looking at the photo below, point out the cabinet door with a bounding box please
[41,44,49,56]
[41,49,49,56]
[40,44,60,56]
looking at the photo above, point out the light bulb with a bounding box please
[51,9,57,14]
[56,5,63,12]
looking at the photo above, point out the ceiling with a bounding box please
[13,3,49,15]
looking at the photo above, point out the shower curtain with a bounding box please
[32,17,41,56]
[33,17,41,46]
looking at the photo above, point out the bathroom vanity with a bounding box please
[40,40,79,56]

Problem statement |
All lines from the one with "looking at the photo above, point out the bathroom" to the end of the listing are to be printed exactly as given, both ends included.

Final answer |
looking at the photo above, point out the bathroom vanity with a bounding box please
[40,40,79,56]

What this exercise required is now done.